### SOURCE PASSAGE:
Mad Men: AMC's Brilliant Series and the High Cost of Nothing [This is a Mad Men Season Two commentary.
Season Two begins July 27 at 10:00 pm.on AMC.]
My father, on those gratefully rare and unnerving occasions when he was even around, used to do it, too, like the protean Don Draper (played with great subtly and nuance by Jon Hamm) in Mad Men: take out his Lucky Strikes, shake one out, and tamp either of its unfiltered ends against his Zippo. One, two, three, then magically flip it into his mouth and fire it up. The short and then extended click of the Zippo opening and closing possessed a familiar and yet exotic kind of music.
My father would often speak after his first or second inhale, again like Draper, and the smoke would spurt and kick from his lips like some odd but powerful animation—gauzy Morse Code, as it were, from a magical stunted burning stem. It was a frequent ceremony during every day of my father's short, demented life, and it suggested power and mystery.
Power and mystery: the squat pack itself, white with a red circle, and the words 'It's Toasted,' underneath the brand, in quotation marks no less. Whatever it meant, it had to be a good thing, right? Don Draper, by the way, being an ad man, created that slogan (fictively, of course). Don Draper himself—note his name—is fiction; not only does he create the fictions from which we consume our goods, circa 1960, but he his whole being is fiction. He is, literally, not Don Draper. If there is genius lurking about this wildly addictive show, it's all bundled into the Draper character: he's many beings to many people, and yet he doesn't really exist, or else he exists in a unique way to everyone—depending.

### OBJECTIVES:
1. According to the Mad Men commentary, when does Season Two begin?
2. Rewrite the Mad Men commentary from "My father would" up to and including "power and mystery.", swapping "ceremony" for "ritual".

### LISTED RECORDS:

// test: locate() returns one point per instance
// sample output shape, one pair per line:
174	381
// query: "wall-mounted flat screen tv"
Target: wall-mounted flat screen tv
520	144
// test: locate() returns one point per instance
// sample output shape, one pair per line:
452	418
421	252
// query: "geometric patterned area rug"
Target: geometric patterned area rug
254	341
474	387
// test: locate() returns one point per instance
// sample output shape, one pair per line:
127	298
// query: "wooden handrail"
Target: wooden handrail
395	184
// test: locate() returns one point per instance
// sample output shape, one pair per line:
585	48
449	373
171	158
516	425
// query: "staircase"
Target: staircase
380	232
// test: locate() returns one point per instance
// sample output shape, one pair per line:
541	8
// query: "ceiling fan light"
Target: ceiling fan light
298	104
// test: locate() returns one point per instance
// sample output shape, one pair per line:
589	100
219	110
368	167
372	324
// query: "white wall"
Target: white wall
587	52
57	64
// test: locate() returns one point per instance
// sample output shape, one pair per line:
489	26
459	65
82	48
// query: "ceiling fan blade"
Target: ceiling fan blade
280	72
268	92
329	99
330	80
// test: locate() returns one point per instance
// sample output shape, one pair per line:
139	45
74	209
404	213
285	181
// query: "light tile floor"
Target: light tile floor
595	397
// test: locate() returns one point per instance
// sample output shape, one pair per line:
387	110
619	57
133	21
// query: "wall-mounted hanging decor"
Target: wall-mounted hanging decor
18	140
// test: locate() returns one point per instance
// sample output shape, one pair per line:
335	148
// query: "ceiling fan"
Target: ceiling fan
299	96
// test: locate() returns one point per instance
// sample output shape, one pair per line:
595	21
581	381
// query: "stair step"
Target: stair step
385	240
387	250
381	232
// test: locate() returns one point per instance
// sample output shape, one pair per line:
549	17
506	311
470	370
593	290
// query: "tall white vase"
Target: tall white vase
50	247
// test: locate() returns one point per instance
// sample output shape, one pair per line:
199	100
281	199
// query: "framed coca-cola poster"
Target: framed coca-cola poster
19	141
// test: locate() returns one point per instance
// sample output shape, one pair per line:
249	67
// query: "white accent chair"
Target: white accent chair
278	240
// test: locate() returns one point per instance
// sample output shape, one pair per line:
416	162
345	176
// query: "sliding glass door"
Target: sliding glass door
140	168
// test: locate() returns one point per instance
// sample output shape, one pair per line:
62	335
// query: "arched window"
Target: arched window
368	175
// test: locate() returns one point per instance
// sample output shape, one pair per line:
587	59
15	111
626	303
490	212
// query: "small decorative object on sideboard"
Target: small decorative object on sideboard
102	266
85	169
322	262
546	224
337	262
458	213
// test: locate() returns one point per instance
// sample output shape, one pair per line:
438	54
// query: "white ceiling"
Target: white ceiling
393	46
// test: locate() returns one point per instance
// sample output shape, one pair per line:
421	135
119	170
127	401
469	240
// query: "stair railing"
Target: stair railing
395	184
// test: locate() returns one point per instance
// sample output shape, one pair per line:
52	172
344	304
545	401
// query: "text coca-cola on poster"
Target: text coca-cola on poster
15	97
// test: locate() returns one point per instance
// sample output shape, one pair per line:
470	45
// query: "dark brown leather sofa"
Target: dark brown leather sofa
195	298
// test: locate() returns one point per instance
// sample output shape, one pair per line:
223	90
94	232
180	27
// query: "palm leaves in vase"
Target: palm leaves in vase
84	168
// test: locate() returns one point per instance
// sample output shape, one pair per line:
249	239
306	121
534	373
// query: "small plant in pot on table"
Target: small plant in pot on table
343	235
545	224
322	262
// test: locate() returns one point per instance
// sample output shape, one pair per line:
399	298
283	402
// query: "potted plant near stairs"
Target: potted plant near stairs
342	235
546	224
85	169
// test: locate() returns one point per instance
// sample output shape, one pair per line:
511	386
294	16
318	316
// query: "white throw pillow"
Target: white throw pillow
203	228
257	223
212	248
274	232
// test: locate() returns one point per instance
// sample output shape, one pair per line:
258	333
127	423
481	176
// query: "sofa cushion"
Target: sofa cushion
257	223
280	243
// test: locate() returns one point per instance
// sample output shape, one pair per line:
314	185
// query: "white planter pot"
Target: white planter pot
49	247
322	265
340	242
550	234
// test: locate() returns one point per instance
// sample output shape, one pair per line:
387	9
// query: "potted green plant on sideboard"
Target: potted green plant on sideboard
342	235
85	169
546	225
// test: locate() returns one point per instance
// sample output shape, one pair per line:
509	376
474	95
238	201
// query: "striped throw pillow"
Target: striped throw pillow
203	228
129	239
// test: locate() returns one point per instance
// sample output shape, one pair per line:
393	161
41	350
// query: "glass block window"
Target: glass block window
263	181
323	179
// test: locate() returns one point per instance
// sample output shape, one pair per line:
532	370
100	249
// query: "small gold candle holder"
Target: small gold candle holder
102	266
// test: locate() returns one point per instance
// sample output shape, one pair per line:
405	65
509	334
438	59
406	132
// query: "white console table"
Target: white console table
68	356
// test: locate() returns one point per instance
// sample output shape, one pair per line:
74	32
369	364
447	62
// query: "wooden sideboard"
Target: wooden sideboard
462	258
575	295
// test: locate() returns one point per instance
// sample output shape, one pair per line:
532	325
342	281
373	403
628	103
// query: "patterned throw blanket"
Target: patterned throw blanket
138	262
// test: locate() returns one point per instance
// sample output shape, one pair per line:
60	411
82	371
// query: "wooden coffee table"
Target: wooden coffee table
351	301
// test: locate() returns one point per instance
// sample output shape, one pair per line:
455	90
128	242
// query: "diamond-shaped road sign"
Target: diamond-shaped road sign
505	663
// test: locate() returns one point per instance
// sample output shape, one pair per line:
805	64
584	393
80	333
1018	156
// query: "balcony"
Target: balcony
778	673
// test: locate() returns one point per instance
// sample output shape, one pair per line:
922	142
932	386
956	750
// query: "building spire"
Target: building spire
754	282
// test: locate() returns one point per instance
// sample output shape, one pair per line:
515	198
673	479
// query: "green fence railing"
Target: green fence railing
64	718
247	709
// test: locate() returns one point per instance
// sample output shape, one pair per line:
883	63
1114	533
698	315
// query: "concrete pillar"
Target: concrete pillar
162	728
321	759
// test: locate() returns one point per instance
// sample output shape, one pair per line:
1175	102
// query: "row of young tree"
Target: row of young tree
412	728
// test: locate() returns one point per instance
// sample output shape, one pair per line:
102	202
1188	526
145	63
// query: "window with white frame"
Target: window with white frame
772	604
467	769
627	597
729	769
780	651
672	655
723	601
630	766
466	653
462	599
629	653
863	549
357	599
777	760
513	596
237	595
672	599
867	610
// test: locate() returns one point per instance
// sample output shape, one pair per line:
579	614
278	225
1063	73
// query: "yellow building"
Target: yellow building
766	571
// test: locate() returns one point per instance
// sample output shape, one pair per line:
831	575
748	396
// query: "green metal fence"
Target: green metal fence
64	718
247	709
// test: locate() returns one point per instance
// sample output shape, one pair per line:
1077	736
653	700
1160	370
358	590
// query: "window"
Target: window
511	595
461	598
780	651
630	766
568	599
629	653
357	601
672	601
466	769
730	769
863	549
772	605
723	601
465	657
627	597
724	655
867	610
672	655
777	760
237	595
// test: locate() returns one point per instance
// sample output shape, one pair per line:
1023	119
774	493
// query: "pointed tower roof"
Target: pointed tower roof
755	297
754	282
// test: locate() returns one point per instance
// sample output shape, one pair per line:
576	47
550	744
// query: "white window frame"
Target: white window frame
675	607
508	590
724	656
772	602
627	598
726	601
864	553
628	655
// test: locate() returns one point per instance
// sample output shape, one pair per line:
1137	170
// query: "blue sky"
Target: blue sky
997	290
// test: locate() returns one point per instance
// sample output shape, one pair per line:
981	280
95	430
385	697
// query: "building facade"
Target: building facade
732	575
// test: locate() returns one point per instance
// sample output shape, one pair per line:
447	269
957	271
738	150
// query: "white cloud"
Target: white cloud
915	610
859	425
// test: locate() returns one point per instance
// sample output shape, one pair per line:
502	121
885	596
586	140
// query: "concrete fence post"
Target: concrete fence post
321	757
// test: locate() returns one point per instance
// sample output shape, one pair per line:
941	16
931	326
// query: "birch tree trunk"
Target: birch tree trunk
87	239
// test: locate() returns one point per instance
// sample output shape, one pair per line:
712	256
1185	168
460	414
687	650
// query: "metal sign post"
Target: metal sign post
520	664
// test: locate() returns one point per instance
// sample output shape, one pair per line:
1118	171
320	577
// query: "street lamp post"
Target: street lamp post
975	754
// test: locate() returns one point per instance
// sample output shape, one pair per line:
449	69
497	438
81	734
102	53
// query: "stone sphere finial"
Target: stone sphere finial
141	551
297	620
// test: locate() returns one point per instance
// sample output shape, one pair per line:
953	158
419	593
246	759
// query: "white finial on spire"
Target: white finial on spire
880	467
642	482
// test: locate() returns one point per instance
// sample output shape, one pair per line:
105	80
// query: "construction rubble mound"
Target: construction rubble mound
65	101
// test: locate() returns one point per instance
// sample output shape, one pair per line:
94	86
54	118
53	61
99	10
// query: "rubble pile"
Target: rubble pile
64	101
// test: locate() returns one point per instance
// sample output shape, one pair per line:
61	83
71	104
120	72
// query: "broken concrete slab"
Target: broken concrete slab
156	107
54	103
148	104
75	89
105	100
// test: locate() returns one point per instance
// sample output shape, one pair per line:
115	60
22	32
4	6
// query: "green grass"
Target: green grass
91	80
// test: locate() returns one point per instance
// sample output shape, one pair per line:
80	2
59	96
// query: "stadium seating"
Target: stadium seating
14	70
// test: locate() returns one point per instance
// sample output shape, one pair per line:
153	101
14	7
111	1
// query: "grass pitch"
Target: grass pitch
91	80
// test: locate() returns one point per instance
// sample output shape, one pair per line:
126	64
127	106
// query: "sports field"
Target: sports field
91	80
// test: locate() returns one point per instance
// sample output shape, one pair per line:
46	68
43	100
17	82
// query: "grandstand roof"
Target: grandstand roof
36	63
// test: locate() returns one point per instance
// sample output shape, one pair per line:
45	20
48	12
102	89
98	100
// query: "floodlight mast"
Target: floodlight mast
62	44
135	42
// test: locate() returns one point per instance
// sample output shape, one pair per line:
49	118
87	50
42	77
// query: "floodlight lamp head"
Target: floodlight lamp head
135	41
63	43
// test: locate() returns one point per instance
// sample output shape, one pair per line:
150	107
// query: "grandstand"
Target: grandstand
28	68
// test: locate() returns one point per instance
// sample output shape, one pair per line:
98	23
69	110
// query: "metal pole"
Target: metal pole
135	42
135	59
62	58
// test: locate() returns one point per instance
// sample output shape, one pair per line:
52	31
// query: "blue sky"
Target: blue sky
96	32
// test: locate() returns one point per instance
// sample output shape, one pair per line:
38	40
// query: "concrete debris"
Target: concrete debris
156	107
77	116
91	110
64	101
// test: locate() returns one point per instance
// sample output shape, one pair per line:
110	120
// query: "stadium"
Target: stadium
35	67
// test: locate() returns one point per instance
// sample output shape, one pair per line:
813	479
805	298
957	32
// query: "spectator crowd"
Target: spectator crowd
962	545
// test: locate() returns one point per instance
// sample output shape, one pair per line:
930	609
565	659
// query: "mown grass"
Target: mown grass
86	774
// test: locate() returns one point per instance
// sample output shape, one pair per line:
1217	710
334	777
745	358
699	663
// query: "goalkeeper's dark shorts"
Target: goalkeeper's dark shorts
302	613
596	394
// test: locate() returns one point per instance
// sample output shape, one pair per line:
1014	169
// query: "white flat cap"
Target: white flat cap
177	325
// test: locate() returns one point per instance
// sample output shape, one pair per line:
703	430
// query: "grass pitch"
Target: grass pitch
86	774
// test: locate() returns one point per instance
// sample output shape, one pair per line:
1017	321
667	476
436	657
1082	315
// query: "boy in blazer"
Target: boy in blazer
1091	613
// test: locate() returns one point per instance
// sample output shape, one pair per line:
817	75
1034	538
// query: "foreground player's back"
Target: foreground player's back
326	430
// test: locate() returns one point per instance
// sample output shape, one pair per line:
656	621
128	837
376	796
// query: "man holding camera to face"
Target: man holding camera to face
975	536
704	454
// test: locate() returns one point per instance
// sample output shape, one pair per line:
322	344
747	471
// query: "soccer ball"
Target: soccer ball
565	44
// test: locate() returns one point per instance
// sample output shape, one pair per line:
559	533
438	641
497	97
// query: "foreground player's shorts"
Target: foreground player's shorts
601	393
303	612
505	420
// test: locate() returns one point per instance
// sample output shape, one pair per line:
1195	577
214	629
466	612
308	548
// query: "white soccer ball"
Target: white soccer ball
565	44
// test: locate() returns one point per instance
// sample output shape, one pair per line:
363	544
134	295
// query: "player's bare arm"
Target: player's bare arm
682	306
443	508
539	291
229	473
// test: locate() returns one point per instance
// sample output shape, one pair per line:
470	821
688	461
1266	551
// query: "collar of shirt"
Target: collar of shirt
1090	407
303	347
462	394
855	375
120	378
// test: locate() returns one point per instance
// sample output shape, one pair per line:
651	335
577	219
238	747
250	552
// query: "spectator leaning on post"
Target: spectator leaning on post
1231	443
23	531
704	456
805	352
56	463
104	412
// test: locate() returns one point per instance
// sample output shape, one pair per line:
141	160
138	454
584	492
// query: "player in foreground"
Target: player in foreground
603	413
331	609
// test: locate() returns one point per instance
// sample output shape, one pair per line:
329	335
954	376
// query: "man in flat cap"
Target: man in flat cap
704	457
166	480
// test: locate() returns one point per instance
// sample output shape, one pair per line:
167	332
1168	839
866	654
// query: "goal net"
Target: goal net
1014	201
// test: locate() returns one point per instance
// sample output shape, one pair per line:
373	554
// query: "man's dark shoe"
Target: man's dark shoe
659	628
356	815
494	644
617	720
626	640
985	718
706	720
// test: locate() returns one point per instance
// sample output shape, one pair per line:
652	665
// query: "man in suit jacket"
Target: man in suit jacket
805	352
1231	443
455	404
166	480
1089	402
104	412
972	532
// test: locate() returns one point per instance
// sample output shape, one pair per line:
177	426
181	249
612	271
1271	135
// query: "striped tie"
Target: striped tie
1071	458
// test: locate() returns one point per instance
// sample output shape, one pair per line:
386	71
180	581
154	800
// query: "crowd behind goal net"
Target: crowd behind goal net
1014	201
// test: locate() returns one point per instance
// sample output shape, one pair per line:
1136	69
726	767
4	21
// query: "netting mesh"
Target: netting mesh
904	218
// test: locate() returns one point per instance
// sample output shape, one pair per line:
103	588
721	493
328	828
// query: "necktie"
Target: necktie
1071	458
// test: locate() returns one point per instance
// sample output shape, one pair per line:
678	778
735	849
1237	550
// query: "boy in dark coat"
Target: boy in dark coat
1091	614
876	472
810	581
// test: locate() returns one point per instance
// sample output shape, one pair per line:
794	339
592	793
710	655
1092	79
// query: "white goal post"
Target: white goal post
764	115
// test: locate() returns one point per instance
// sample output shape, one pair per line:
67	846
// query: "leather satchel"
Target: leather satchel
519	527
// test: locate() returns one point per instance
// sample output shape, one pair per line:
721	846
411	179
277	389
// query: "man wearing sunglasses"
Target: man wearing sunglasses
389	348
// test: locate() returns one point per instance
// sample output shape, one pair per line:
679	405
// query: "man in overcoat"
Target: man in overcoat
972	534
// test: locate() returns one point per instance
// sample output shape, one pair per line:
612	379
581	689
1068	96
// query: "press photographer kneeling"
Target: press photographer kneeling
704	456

### RESULTS:
1. July 27 at 10:00 pm on AMC.

2.
My father would often speak after his first or second inhale, again like Draper, and the smoke would spurt and kick from his lips like some odd but powerful animation—gauzy Morse Code, as it were, from a magical stunted burning stem. It was a frequent ritual during every day of my father's short, demented life, and it suggested power and mystery.